WHAT THIS TASK INVOLVES: Count the lines in the records below that contain the string "each". Reply with only that number.

RECORDS FOR THIS TASK:
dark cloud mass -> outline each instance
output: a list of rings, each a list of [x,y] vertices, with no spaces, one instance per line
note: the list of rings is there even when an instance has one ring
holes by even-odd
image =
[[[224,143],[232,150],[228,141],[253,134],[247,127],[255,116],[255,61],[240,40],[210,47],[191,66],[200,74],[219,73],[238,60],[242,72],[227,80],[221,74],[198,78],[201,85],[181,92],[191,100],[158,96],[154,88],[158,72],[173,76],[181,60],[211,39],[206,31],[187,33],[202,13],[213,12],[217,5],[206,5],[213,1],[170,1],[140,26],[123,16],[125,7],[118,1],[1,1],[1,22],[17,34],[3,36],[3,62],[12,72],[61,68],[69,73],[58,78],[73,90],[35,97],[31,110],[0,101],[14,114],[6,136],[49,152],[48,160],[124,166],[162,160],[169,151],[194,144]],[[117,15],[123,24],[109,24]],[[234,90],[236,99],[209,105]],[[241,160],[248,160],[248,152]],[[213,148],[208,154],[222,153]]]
==
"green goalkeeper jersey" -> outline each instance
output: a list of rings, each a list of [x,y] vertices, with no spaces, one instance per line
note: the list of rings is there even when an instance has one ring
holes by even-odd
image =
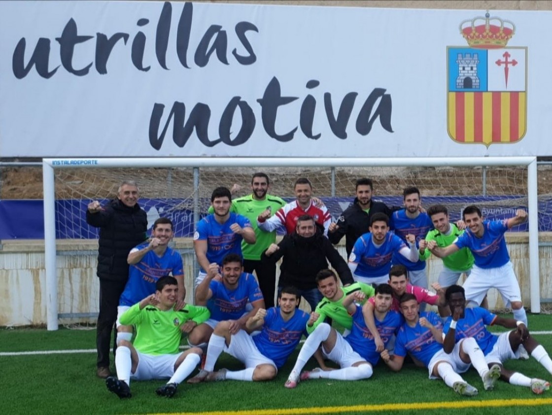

THE REPLY: 4